[Coordinate labeling data]
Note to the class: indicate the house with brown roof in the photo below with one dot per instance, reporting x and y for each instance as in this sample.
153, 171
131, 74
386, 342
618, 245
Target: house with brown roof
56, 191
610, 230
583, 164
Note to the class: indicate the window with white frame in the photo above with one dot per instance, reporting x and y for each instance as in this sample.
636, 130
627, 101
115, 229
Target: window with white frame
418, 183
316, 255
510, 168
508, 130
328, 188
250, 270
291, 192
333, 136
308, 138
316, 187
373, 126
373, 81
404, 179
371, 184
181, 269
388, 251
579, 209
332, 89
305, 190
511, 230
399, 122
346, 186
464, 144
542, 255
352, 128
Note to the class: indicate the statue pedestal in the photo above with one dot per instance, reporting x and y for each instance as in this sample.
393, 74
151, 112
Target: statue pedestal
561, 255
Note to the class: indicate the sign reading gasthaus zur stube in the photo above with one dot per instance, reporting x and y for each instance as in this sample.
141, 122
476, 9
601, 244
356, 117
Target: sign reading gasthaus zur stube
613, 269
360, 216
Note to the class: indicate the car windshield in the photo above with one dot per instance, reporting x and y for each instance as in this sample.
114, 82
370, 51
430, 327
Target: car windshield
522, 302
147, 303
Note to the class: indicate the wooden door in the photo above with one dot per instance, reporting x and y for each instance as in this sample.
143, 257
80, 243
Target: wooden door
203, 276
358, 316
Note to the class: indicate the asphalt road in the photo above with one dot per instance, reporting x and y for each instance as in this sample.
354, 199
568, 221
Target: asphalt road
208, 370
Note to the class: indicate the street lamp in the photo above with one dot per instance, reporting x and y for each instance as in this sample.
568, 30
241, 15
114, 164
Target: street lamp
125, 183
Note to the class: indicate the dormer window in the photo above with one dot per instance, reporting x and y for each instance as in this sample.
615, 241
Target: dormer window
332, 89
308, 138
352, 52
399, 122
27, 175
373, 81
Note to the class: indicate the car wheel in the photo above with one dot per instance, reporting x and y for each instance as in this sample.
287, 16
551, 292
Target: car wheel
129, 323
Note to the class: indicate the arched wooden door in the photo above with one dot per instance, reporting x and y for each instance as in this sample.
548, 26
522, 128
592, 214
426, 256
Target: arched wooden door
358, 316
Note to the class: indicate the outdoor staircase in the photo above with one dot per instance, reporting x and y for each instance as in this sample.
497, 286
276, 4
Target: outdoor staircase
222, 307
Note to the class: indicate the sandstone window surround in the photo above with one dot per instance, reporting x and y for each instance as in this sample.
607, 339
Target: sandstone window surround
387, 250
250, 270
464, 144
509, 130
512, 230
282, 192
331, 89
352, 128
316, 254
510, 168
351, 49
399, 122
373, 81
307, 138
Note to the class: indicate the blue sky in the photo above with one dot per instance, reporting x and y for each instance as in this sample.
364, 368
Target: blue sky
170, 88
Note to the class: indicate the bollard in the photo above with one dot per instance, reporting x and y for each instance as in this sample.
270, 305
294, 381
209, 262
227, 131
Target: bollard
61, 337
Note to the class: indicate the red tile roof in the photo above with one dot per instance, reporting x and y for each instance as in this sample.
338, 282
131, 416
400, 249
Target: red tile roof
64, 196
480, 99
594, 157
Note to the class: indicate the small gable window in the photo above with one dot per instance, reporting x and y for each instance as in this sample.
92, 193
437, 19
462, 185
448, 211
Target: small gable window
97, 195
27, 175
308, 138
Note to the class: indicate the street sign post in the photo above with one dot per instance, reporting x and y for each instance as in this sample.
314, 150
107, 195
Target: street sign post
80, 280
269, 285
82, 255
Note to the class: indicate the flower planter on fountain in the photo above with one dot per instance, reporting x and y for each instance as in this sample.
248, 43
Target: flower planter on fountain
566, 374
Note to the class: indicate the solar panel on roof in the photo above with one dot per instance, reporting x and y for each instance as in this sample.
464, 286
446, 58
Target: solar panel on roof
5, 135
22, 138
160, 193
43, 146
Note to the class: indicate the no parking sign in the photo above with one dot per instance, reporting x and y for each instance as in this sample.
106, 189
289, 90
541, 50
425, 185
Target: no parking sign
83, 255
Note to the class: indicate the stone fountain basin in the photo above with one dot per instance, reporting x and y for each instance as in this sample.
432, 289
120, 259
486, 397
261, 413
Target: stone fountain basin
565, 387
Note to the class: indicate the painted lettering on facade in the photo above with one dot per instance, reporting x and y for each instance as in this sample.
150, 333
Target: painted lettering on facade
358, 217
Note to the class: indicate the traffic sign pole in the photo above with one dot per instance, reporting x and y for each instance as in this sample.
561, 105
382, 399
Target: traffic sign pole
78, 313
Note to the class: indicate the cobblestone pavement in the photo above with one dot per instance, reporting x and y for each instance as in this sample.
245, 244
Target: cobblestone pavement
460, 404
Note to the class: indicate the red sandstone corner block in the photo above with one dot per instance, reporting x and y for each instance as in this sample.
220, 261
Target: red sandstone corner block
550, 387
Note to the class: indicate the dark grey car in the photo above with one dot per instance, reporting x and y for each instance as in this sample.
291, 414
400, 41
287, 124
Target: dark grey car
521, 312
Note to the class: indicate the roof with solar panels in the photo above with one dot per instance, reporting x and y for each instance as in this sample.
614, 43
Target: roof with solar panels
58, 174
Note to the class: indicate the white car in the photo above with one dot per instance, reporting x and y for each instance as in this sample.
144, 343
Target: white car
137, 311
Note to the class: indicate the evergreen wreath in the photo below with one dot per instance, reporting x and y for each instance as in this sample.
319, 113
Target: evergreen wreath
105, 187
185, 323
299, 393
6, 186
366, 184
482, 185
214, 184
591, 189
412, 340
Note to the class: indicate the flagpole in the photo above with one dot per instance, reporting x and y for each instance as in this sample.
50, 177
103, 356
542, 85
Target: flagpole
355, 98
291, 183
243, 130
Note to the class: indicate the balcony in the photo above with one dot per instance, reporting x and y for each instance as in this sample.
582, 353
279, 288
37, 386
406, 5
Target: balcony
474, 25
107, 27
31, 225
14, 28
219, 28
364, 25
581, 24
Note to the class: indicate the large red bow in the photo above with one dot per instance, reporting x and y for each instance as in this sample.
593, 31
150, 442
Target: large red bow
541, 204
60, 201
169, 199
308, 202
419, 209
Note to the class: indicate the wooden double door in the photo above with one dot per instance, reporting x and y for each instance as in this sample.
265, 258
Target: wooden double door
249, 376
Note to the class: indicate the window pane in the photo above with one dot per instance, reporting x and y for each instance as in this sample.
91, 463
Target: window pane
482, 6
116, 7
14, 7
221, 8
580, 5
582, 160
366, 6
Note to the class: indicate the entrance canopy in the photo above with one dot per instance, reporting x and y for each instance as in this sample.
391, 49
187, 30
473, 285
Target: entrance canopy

▶ Short exercise
Each entry is to be returned in full, character for character.

▶ Output for this exercise
Note to the class: indicate the house with brown roof in the photo below with one dot per instance, reporting x and y for each instance as in this sample.
153, 171
131, 74
386, 342
618, 245
Target: house with brown roof
56, 191
610, 230
583, 164
Note to the class: indicate the window with white frame in the photo above with one dot per instance, reporting x and y for each instance as in this sample.
636, 130
627, 101
115, 229
Target: window with white frame
418, 183
316, 255
510, 168
508, 130
328, 188
250, 270
291, 192
333, 136
308, 138
316, 187
373, 126
373, 81
404, 179
371, 184
181, 269
388, 251
579, 209
332, 89
305, 190
511, 230
399, 122
346, 186
464, 144
542, 255
352, 128
Note to the class: indicate the statue pedestal in the photo above with one dot per instance, reporting x and y for each instance as in this sample.
393, 74
151, 112
Target: statue pedestal
561, 255
Note to the class: indicate the sign reading gasthaus zur stube in the photo above with one dot per instance, reporting x and y for each instance as in this sample.
141, 122
476, 9
601, 244
356, 117
Target: sign reading gasthaus zur stube
613, 269
360, 216
Note to the class: indicate the car windshield in the photo above with one dot per instance, reporting x and y for each instance as in this sample.
114, 82
370, 51
430, 327
Target: car windshield
522, 302
147, 303
Note to the class: indicate the wooden door in the photo above with one dot per instance, reporting x and y for each instance as in this sample.
143, 257
80, 243
Target: wooden door
203, 276
358, 316
Note to the class: indicate the asphalt road in the photo above with one dot per instance, reporting x and y for each instance as in this sample.
354, 199
568, 221
Target: asphalt road
208, 370
Note to the class: indicate the street lamp in the photo above with one dot per instance, reporting x and y for each instance as in this sample.
568, 30
241, 15
114, 164
Target: street lamp
125, 183
Note to the class: indicate the dormer window in the photo above with one dot per instance, reporting x and y for each instance as in this sample.
615, 241
Target: dormer window
332, 89
308, 138
352, 52
399, 122
27, 175
373, 81
Note to the class: indicate the car wheel in the photo above with one dot per instance, reporting x and y for each instance as in this sample.
287, 16
551, 292
Target: car wheel
129, 323
Note to the class: indicate the arched wooden door in the photo above with one dot per instance, reporting x and y for each instance as in this sample.
548, 26
522, 128
592, 214
426, 256
Target: arched wooden door
358, 316
Note to the class: indicate the outdoor staircase in the photo above with one dot per instance, reporting x and y for each instance as in this sample.
497, 286
276, 4
Target: outdoor staircase
222, 307
Note to the class: indicate the sandstone window surround in the photo above with one dot per instance, reporting x and y for each instance as in this sample.
607, 339
Target: sandstone window surround
387, 250
250, 270
464, 144
509, 130
512, 230
282, 192
331, 89
352, 128
316, 254
510, 168
351, 49
399, 122
373, 81
307, 138
Note to the class: indicate the blue sky in the photo above with one dot per instance, reporting x and y for each instance as in this sample.
364, 368
Target: blue sky
170, 88
Note to the class: indicate the bollard in the photo above with one dot per instance, reporting x and y for each instance as in this sample.
270, 305
294, 381
209, 262
227, 131
Target: bollard
61, 337
Note to the class: indicate the red tile roof in the photo above with one dot per instance, reporting x and y for each instance as in this sample.
338, 282
131, 416
400, 249
Target: red tile roof
64, 196
480, 99
594, 157
Note to the class: indicate the small gable window in the photo above with one dot per instance, reporting x and y for each instance as in this sample.
92, 193
437, 19
462, 185
448, 211
Target: small gable window
97, 195
27, 175
308, 138
Note to the class: indicate the street sign post in the photo above with one dot per instance, reporting x and y for each instance as in this sample.
314, 150
107, 195
Target: street sign post
80, 280
269, 285
82, 255
Note to the class: indicate the flower planter on fountain in the photo above with one dot per instance, reporting x and y for each instance as in this sample.
248, 43
Target: flower planter on fountain
566, 374
Note to the class: indicate the solar panel on roof in the photo above with one dot per instance, reporting x and y for each instance as in this sample.
464, 286
446, 58
Target: solar panel on roof
5, 135
22, 138
160, 193
43, 146
Note to the class: indicate the no parking sign in the photo above with one dot per instance, reporting x and y for each instance as in this sample.
106, 189
289, 90
541, 50
425, 185
Target: no parking sign
83, 255
Note to the class: indicate the stone fountain basin in the photo above with one dot per instance, reporting x and y for each instance as in this sample.
432, 289
120, 259
486, 397
261, 413
Target: stone fountain basin
565, 387
Note to the class: indicate the painted lettering on facade in the photo above with one dot per instance, reporting x and y for each instance as in this sample.
150, 333
Target: painted lettering on facade
358, 217
Note to the class: indicate the traffic sign pole in the photo above with one dot per instance, reporting x and y for each instance as in this sample.
561, 105
382, 399
Target: traffic sign pole
78, 313
Note to the class: indicate the cobblestone pavement in the photo above with one dot per instance, reporting x and y for each instance as in this sample.
245, 244
Target: cobblestone pavement
460, 404
Note to the class: indicate the red sandstone corner block in the photo above with one dot per instance, reporting x and y for each instance as in this sample.
220, 261
Target: red sandstone corner block
550, 387
Note to the class: indicate the dark grey car in the photo above with one dot per instance, reporting x and y for each instance as in this sample.
291, 414
400, 41
287, 124
Target: dark grey car
521, 312
Note to the class: indicate the roof with solar panels in the photo above with one dot per instance, reporting x and y for each instance as in this sample.
614, 43
Target: roof with solar panels
58, 174
Note to the class: indicate the white car in the photo above with one dot per instance, reporting x and y for each instance as in this sample.
144, 343
Target: white car
137, 311
Note to the class: indicate the evergreen wreath in the photo below with one dot per instance, reporting x and y for each instance as in this sample.
319, 113
Target: evergreen wreath
105, 187
185, 323
299, 393
6, 186
366, 184
482, 185
214, 184
591, 189
412, 340
Note to the class: indicate the flagpole in the photo above with one dot per instance, reporting x and y for each instance as in this sample.
50, 177
103, 356
542, 85
Target: flagpole
355, 98
291, 183
243, 130
Note to the class: indicate the balcony in the photo above with one dot per instance, reporting x and y for each instance as in this sample.
582, 353
279, 288
37, 386
406, 5
Target: balcony
474, 25
107, 27
31, 225
14, 28
219, 28
364, 25
581, 24
Note to the class: indicate the large red bow in the photo above with one dot per instance, reporting x and y for each instance as in this sample.
593, 31
150, 442
Target: large red bow
541, 204
60, 201
169, 199
308, 202
419, 209
Note to the class: indicate the wooden double door in the photo above with one dot per instance, reporting x and y for each instance as in this sample.
265, 258
Target: wooden double door
249, 376
Note to the class: indicate the window pane in the photo above with one dot per instance, reporting x and y for each instance as in this sample.
91, 463
Target: window pane
482, 6
116, 7
14, 7
221, 8
580, 5
582, 160
366, 6
Note to the class: indicate the entrance canopy in the photo above with one dot per instance, reporting x and y for each instance as in this sample.
391, 49
187, 30
473, 285
Target: entrance canopy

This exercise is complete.